§ Problem statement
From the first line to the last, reproduce the material exactly.

§ Data listing
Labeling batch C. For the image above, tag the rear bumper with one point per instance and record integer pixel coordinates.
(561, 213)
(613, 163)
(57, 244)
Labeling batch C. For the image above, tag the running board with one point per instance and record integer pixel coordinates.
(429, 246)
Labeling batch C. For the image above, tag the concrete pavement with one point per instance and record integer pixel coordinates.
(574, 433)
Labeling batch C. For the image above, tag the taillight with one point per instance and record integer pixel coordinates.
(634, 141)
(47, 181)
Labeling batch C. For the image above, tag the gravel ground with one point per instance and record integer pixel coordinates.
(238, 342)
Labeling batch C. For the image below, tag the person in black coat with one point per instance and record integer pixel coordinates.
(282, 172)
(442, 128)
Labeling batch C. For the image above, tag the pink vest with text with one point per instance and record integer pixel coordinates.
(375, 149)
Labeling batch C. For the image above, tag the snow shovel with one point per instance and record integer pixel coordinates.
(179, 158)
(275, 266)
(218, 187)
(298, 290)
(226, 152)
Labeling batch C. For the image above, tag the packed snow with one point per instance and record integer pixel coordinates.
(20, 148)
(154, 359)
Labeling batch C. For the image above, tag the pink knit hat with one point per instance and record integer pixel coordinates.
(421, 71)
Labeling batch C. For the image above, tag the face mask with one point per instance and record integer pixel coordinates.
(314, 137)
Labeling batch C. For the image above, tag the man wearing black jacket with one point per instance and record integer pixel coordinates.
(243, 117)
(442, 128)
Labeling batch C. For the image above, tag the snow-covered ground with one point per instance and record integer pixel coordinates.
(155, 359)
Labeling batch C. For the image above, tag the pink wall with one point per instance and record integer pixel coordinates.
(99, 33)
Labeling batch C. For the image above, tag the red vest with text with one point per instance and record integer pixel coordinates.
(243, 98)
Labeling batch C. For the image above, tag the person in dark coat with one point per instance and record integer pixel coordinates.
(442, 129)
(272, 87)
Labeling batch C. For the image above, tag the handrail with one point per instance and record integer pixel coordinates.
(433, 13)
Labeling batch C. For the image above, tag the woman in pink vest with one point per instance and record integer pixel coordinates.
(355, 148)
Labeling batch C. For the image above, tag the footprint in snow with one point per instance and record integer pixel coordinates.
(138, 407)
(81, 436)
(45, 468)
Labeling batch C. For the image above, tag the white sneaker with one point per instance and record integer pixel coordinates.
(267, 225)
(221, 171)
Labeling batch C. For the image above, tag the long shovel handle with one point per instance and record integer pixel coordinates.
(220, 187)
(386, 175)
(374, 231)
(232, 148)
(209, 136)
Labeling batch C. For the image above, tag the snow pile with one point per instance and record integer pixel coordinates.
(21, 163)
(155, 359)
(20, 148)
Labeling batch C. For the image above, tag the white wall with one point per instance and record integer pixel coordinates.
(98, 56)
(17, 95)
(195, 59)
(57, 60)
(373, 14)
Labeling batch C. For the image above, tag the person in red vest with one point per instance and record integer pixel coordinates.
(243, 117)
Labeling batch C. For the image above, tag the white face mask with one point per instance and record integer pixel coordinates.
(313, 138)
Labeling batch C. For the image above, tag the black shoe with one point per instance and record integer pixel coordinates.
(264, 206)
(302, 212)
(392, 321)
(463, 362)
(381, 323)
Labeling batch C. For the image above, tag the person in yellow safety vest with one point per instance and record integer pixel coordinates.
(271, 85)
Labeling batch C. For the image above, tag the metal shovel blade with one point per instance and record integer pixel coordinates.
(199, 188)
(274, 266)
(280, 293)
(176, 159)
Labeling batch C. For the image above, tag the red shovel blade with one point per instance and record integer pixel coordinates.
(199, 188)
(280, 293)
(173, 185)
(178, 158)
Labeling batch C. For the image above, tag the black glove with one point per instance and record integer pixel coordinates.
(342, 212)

§ Task solution
Labeling batch C. For the image above, tag the rear bumper with one point per instance and record integer pixel coordinates.
(561, 213)
(613, 163)
(57, 244)
Labeling batch C. For the image above, tag the running board with one point per instance and record integer pixel coordinates.
(429, 246)
Labeling batch C. For the image above, tag the concrete pavement with one point per instance and record integer pixel coordinates.
(574, 433)
Labeling batch C. For the image above, tag the taillight with one point per instance and record integer pixel coordinates.
(634, 141)
(47, 181)
Labeling batch C. For the image above, tag the gravel ground with one point per instance and record integer pixel coordinates.
(238, 342)
Labeling batch C. For the image below, tag the person in black coat with one point per instance and record integer pixel coordinates.
(282, 172)
(442, 128)
Labeling batch C. For the image above, tag the pink vest with text with one point per instance and record integer pixel coordinates.
(375, 149)
Labeling batch C. For the image above, tag the snow shovel with one point per instance and record integer pixel coordinates.
(179, 158)
(275, 266)
(218, 187)
(298, 290)
(226, 152)
Labeling batch C. For the image above, tag the packed snow with one point per instance and record integer pixel coordinates.
(20, 148)
(154, 359)
Labeling batch C. For the image above, tag the pink knit hat with one point per instance and record integer pixel coordinates.
(421, 71)
Labeling batch C. For the image above, tag the face mask with one point per instance and record integer pixel coordinates.
(314, 137)
Labeling batch C. For the image above, tag the man wearing black jacket with one point per instance and record integer pixel coordinates.
(243, 117)
(442, 128)
Labeling batch C. For the image above, tag the snow-covered ground with one point per instance and record integer pixel coordinates.
(155, 359)
Labeling batch C. For the image above, tag the pink wall with one point per instance and record integer pixel coordinates.
(99, 33)
Labeling batch C. For the image above, tag the red vest with text with one point per instance and record integer pixel coordinates.
(243, 98)
Labeling batch C. For the image above, tag the person in dark coat with one point per instance and record integer pixel coordinates.
(442, 129)
(272, 87)
Labeling batch C. For the image above, tag the handrail with one point per instance and record integer pixel coordinates.
(433, 13)
Labeling batch C. For the image above, tag the woman in pink vest with one point per instance and record integer pixel coordinates.
(355, 148)
Labeling batch C. For the image above, tag the footprint in snow with one point per instance and record integer pixel coordinates.
(138, 407)
(81, 436)
(45, 468)
Labeling batch C. For the image above, tag the white sneaker with one point per instance and record integer pixel coordinates.
(267, 225)
(221, 171)
Labeling batch C. For the image above, tag the long shovel handle with one point per instance and record integer pixel coordinates.
(220, 187)
(386, 175)
(374, 231)
(232, 148)
(209, 136)
Labeling batch C. For the image above, tag the snow pile with one point per instance and record integer pixel coordinates.
(21, 163)
(155, 359)
(20, 148)
Labeling batch C. For the image above, tag the white wall with one point per instance and record integer pixel coordinates.
(98, 56)
(17, 95)
(195, 59)
(57, 60)
(373, 14)
Labeling batch C. For the image above, tag the person in red vest with one point per instance and record integer pixel coordinates.
(243, 117)
Labeling batch C. For the image above, tag the white face mask with one point per instance and record integer pixel coordinates.
(313, 138)
Labeling batch C. For the image above, tag the black shoe with one point per instance and record integer pixel coordinates.
(264, 206)
(302, 212)
(392, 321)
(463, 362)
(381, 323)
Labeling batch C. For the image above, tag the person in yellow safety vest with one point per instance and record integer pixel coordinates.
(271, 85)
Labeling batch C. For the image above, tag the metal shovel blade with one point per instance and record integer pixel coordinates.
(199, 188)
(274, 266)
(280, 293)
(176, 159)
Labeling batch C. For the image above, tag the red shovel blade with one point per instance and record integer pixel coordinates.
(199, 188)
(280, 293)
(173, 185)
(178, 158)
Labeling batch C. For the image above, tag the black glove with one point per instance and record integer pixel coordinates.
(342, 212)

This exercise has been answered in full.